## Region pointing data

· · · · · · ·

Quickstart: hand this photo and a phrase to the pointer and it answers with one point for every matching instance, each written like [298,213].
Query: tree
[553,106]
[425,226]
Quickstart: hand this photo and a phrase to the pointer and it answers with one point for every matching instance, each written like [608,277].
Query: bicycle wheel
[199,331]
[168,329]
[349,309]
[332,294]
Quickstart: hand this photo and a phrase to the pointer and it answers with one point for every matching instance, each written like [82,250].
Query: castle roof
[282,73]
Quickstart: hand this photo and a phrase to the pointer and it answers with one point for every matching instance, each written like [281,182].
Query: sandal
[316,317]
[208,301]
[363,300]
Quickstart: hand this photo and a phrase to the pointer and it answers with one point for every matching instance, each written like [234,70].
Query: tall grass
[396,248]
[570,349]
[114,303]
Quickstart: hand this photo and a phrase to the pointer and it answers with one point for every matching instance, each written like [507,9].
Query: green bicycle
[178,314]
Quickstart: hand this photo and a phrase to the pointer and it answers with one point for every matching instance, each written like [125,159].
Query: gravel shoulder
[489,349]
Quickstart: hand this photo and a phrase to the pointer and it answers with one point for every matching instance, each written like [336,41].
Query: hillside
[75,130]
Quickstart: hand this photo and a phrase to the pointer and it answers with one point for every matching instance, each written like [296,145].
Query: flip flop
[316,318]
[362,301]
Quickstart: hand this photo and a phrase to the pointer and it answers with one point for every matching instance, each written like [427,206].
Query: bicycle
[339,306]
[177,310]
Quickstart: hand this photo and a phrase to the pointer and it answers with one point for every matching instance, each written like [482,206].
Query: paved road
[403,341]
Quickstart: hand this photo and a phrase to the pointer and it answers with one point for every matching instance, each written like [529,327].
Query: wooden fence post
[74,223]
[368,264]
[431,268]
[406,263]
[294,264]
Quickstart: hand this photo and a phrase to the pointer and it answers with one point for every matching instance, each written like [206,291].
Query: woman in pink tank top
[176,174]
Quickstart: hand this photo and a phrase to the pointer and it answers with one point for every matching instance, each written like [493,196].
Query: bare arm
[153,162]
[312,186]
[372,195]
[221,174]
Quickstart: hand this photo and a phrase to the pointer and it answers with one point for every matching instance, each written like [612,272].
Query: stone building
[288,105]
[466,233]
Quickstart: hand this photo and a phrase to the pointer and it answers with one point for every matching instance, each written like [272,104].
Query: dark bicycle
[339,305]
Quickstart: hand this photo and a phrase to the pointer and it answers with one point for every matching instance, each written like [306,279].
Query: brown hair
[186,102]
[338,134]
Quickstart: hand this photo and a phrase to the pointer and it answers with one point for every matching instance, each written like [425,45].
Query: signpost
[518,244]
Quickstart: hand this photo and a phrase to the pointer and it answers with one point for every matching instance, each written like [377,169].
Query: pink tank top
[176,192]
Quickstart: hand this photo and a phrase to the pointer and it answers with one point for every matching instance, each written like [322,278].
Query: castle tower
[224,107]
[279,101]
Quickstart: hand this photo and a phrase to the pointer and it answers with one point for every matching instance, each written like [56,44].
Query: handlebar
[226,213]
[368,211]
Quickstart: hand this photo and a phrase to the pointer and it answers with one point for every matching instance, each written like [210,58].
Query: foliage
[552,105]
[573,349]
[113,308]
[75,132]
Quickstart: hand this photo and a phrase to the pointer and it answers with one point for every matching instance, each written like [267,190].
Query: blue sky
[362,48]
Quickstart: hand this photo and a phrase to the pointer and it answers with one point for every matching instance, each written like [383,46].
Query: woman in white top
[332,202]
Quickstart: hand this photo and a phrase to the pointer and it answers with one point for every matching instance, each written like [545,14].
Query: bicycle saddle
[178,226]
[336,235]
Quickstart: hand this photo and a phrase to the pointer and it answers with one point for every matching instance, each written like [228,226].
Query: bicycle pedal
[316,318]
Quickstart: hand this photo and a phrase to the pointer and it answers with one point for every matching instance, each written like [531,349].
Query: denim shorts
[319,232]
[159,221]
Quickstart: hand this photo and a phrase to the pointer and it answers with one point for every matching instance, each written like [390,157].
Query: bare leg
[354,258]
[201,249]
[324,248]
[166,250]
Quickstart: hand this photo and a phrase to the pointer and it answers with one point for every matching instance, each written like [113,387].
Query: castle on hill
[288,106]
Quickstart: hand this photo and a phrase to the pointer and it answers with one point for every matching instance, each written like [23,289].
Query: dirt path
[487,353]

· · · · · · ·

## INSTRUCTIONS TO FOLLOW
Retype all of the entries exactly, please.

## WRITTEN ANSWER
Quickstart: hand this photo and a phrase to the pointer and it answers with one point for every matching instance, each written like [298,213].
Query: tree
[553,106]
[425,226]
Quickstart: hand this photo and a phrase to the pointer and it answers with one point for every matching instance, each written like [608,277].
Query: bicycle wheel
[199,331]
[168,329]
[349,309]
[332,294]
Quickstart: hand this photo and a phrase to the pointer and it answers with one point for every matching instance, each written like [82,250].
Query: castle roof
[282,73]
Quickstart: hand this photo and a phrase to the pointer and it answers with one point for every matching instance, each written like [281,182].
Query: sandal
[316,317]
[208,301]
[363,300]
Quickstart: hand this photo and a phrase to the pointer and it answers with one point for every matching instance, each written like [234,70].
Query: tall grass
[396,248]
[570,349]
[114,303]
Quickstart: hand this photo and a phrase to the pointer and it answers with one point for every matching instance, each written like [507,9].
Query: green bicycle
[178,314]
Quickstart: hand this photo and a phrase to the pointer and it answers with one point for every matching instance, each written like [125,159].
Query: gravel shoulder
[489,349]
Quickstart: hand this photo and a phrase to the pointer and it answers with one point for every matching instance, each written like [336,41].
Query: hillside
[75,130]
Quickstart: hand this photo and a phrase to the pointer and it answers with one point for every matching instance, each written like [296,145].
Query: flip flop
[316,318]
[362,301]
Quickstart: hand this photo and a phrase to the pointer and it answers with one point for every matching instance, each written like [427,206].
Query: bicycle
[339,306]
[177,310]
Quickstart: hand this photo and a phrase to the pointer and it answers with one point for every matching instance, each written like [482,206].
Query: paved road
[403,341]
Quickstart: hand this photo and a phrase to the pointer and it answers with one point for every matching instance, each written like [529,327].
Query: wooden fence post
[74,223]
[368,264]
[431,268]
[406,263]
[294,264]
Quickstart: hand this photo and a phrase to the pointer and it answers with one point for every matching instance, each written like [206,291].
Query: woman in pink tank top
[176,174]
Quickstart: hand this photo and a phrase to the pointer and it answers with one point for every matching instance, each written like [493,196].
Query: bare arm
[153,162]
[312,186]
[372,195]
[221,174]
Quickstart: hand this photo and a phrase to the pointer and it answers with one point for every matching instance, each written like [612,272].
Query: stone building
[288,105]
[466,233]
Quickstart: hand this photo and a phrase to the pointer and it answers with one point for every matching instance, each written like [272,104].
Query: dark bicycle
[339,305]
Quickstart: hand this photo and a phrase to the pointer and it answers with one point for every matching instance, each written like [306,279].
Query: brown hair
[186,102]
[338,134]
Quickstart: hand this photo and a phrase to the pointer and it answers with one point for every matching instance, each written like [425,45].
Query: signpost
[518,244]
Quickstart: hand this photo and a phrase to the pointer and it answers with one point for every matching instance, each written like [377,169].
Query: pink tank top
[176,192]
Quickstart: hand this photo and a phrase to the pointer and it answers with one point for every matching instance, each written like [322,278].
Query: castle tower
[224,107]
[279,101]
Quickstart: hand this photo and a phrase to the pointer and it answers with one point for every matching instance, each written like [56,44].
Query: handlebar
[226,213]
[368,211]
Quickstart: hand this photo and a phrase to the pointer and it answers with one point for every matching instance, each written like [210,58].
Query: foliage
[552,105]
[573,349]
[113,308]
[75,132]
Quickstart: hand this photo and a phrase to the pointer and it answers with one point for every matching instance, each written like [267,190].
Query: blue sky
[362,48]
Quickstart: hand this photo and a phrase to the pointer and it answers with one point for every matching instance, each written like [383,46].
Query: woman in white top
[332,202]
Quickstart: hand this photo and a phrase to the pointer and it answers with one point for every matching instance, each written like [545,14].
Query: bicycle saddle
[178,226]
[336,235]
Quickstart: hand this photo and a phrase to the pointer and it answers with one point for every matching instance, each written like [228,226].
Query: bicycle pedal
[316,318]
Quickstart: hand this photo and a phrase to the pointer and it answers with one point for every matching instance, each written like [531,349].
Query: denim shorts
[319,232]
[159,221]
Quickstart: hand this photo and a phrase to the pointer and it answers with one point for every matching instance, each written like [390,157].
Query: bare leg
[354,258]
[201,249]
[324,248]
[166,250]
Quickstart: hand this photo and a phrase to the pointer and it answers with one point for every matching instance, each written like [113,387].
Query: castle on hill
[288,106]
Quickstart: hand this photo and a phrase to the pointer and it answers with one point for every matching instance, each written like [23,289].
Query: dirt path
[487,353]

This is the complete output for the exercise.